Requirement: Write out each line exactly as given. Leave the pictures out of your copy.

— start of Extracted records —

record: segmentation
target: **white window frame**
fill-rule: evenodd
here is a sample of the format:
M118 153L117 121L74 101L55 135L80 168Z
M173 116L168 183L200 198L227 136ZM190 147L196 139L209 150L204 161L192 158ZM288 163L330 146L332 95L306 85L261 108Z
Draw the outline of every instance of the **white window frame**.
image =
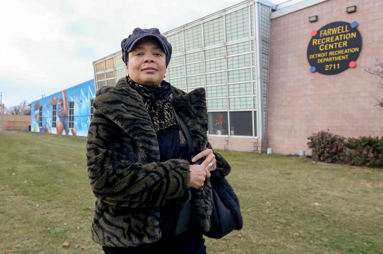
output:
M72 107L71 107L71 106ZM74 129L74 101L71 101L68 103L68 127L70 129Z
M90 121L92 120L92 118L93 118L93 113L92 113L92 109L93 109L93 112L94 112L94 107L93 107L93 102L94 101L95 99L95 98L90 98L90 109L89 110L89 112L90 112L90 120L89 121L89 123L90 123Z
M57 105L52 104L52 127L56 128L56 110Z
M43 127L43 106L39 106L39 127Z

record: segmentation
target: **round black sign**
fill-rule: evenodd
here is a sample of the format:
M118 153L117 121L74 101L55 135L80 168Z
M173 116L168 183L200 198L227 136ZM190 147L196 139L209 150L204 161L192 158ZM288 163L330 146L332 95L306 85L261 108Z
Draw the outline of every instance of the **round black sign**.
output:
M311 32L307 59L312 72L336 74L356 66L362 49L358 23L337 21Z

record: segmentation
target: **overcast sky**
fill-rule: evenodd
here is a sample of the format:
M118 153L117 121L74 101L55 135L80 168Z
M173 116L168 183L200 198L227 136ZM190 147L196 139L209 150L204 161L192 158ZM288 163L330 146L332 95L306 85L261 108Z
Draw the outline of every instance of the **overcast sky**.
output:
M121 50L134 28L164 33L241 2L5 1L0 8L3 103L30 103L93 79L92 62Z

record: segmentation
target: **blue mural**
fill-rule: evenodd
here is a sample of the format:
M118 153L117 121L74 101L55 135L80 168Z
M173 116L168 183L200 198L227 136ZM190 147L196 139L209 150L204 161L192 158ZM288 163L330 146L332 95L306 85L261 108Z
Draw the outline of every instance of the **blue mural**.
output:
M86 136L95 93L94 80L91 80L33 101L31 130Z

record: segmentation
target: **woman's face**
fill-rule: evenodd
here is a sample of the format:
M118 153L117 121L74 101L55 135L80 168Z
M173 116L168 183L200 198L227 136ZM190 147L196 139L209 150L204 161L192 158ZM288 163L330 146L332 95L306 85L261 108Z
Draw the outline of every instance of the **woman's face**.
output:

— end of Extracted records —

Complete answer:
record: segmentation
target: **white window frame**
fill-rule: evenodd
here is a sample of the format:
M118 153L117 121L74 101L55 135L80 168Z
M173 116L168 183L200 198L227 136ZM190 147L196 139L209 150L204 161L192 158ZM288 163L330 146L332 95L306 85L261 108Z
Draw the outline of every instance of the **white window frame**.
image =
output:
M72 107L71 107L71 106ZM74 129L74 101L71 101L68 103L68 127L70 129Z
M90 121L92 120L92 118L93 118L93 113L92 113L92 109L93 109L93 112L94 112L94 107L93 107L93 102L94 101L95 99L95 98L90 98L90 109L89 110L89 112L90 112L90 120L89 121L89 123L90 123Z
M57 105L52 104L52 127L56 128L56 110Z
M43 127L43 106L39 106L39 127Z

record: segmentation
target: **round black sign**
fill-rule: evenodd
here is a sample of the format:
M118 153L117 121L74 101L55 135L80 168Z
M173 116L168 183L200 198L227 136ZM190 147L196 139L209 150L204 161L192 158ZM288 163L330 146L332 95L306 85L261 108Z
Draw the outline of every instance of the **round black sign**.
output:
M311 32L307 59L312 72L336 74L356 66L362 49L358 23L337 21Z

record: segmentation
target: **overcast sky**
fill-rule: evenodd
here is a sample of the format:
M118 153L117 121L74 101L55 135L80 168Z
M173 116L168 183L200 198L227 136ZM190 147L196 139L209 150L204 161L192 158ZM288 163L330 146L332 95L306 85L261 108Z
Draw the outline of every instance of the **overcast sky**.
output:
M121 50L134 28L164 33L241 2L5 1L0 8L3 103L30 103L93 79L92 62Z

record: segmentation
target: **blue mural**
fill-rule: evenodd
here is a sample of the format:
M118 153L117 121L74 101L55 135L80 168Z
M173 116L168 183L200 198L227 136ZM190 147L196 139L209 150L204 161L192 158ZM288 163L330 146L332 95L306 85L261 108Z
Draw the outline of every instance of the **blue mural**.
output:
M86 136L95 93L94 80L91 80L33 101L31 130Z

record: segmentation
target: **woman's face**
fill-rule: evenodd
here is a sample of the format:
M118 153L117 121L74 101L55 135L80 168Z
M173 116L168 183L200 198L227 136ZM190 147L196 139L209 150L204 161L192 158ZM288 163L330 146L332 95L306 85L261 108Z
Draw the outline of every instance of the **woman's face**.
output:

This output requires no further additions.